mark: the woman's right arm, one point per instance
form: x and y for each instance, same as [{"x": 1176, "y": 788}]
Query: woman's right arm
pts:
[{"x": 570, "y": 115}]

··········

PROBLEM DESCRIPTION – Collect every line with the string "right" from the records, and copy each.

WRITTEN REPLY –
mark: the woman's right arm, one point per instance
Query: woman's right arm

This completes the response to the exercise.